WHAT YOU WILL DO → Each line of the data must be copied exactly.

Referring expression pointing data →
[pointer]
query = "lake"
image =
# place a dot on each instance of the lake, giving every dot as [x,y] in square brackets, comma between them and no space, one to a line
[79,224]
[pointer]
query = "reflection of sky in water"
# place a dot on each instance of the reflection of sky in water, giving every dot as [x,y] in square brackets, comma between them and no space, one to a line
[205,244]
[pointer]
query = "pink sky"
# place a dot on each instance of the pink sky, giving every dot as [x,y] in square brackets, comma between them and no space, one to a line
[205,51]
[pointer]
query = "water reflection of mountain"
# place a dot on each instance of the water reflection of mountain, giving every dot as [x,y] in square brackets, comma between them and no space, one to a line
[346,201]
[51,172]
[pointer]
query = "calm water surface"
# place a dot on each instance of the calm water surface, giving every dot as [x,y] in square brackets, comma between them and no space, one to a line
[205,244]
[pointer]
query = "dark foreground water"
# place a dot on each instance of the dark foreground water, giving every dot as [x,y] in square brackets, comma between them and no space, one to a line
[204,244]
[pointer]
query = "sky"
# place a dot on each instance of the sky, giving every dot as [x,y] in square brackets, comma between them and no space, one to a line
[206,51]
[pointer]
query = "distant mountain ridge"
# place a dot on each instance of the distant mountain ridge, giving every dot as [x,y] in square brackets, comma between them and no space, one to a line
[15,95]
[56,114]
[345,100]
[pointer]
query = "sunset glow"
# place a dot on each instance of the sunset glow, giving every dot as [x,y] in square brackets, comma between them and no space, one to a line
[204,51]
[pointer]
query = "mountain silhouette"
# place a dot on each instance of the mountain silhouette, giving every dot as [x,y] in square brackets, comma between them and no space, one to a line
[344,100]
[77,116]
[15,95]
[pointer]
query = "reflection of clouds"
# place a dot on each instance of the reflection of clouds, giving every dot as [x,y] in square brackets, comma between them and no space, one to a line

ANSWER TO THE EXERCISE →
[pointer]
query = "lake"
image =
# place a dot on each instance of the lake, giving every dot as [x,y] in square brackets, comma between them and no space, one to a line
[79,224]
[pointer]
query = "reflection of sky in water"
# place a dot on each instance of the reflection of sky in water, giving every dot as [x,y] in square brackets, comma between them and no space, one to a line
[205,244]
[pointer]
query = "pink sky"
# place a dot on each instance of the pink sky, giving every dot as [x,y] in square brackets, comma between them and no space, one to a line
[205,51]
[pointer]
query = "water reflection of mountain"
# place a dot on each instance of the water reflection of mountain, giving every dot as [x,y] in square brackets, comma between them and no space, one to a line
[346,201]
[51,172]
[pointer]
query = "calm water surface"
# place a dot on each instance of the calm water surface, giving every dot as [x,y] in square brackets, comma between them and no space, one to a line
[205,244]
[pointer]
query = "dark foreground water"
# place a dot on each instance of the dark foreground water, giving every dot as [x,y] in square brackets, comma between them and no space, one to a line
[204,244]
[pointer]
query = "sky"
# place a dot on each instance of the sky, giving every dot as [x,y] in square brackets, comma between them and no space, one to a line
[206,51]
[pointer]
query = "distant mountain ridge"
# place a dot on each instance of the distant mountain ridge, giving every dot as [x,y] in square brackets, comma between them and no space, one to a line
[15,95]
[56,114]
[345,100]
[pointer]
query = "sunset glow"
# place a dot on each instance of the sunset glow, giving every dot as [x,y] in square brackets, comma between them and no space, one to a line
[204,51]
[pointer]
query = "mountain silhouette"
# place a dot on each instance of the mountain silhouette, giving every dot as [x,y] in square brackets, comma between them and no space, one to a line
[344,100]
[77,116]
[15,95]
[pointer]
query = "reflection of clouds"
# place a dot on each instance of the reflection of clouds, giving every dot as [x,y] in square brackets, comma between them and no space, one to a line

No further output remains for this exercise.